Pastors

What Lights the Fire

Leadership Books May 19, 2004

A sense of duty isn’t enough for long-haul motivation; a sense of purpose is.
—Roger Thompson

It was going to be great! A youth trip with a purpose. Out of our group of twenty-five high schoolers, twenty-two had signed up for seven days of nothing but service and discipleship. We were serious: eight hours of work each day, plus Scripture memory and Bible study.

We had talked up, psyched up, and signed up every available body. That’s what comes from good teaching, strategizing, and planning, I told myself. And the kids were even paying their own way!

The final week arrived. As I made call after call, the excuses mounted. Heavy pencil lines ran through all the leaders’ names … and most of the followers. I was reduced to begging. Instead of an impressive caravan of youth missionaries, we piled into one station wagon: four silent “fringe” teenagers, two sponsors, and myself. I was into Round One of an expensive lesson in leadership and motivation. I was angry and befuddled.

Motivation’s Mystery

Motivation is a suspect enterprise, a pseudo-science. It is loved or hated. Creating and maintaining motivation among God’s people is variously viewed as carnal mass manipulation, flim-flam fund-raising, or somewhere between B. F. Skinner and the black arts.

But motivation is an unavoidable part of any people ministry. Avoidance, fear, or ignorance of the motivational dynamics in a congregation is disastrous both occupationally and spiritually.

I’ve known churches on both extremes in their views of motivation, and either polarity eventually freezes spiritual health.

STATED EXERCISE
Reproduce the stretch of the motivation article from "Motivation is a suspect" through "freezes spiritual health." word for word.

RECORDED DATA

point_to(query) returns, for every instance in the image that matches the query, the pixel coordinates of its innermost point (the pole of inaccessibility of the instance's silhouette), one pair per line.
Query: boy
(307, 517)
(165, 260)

FINAL RESULT
Motivation is a suspect enterprise, a pseudo-science. It is loved or hated. Creating and maintaining motivation among God’s people is variously viewed as carnal mass manipulation, flim-flam fund-raising, or somewhere between B. F. Skinner and the black arts.

But motivation is an unavoidable part of any people ministry. Avoidance, fear, or ignorance of the motivational dynamics in a congregation is disastrous both occupationally and spiritually.

I’ve known churches on both extremes in their views of motivation, and either polarity eventually freezes spiritual health.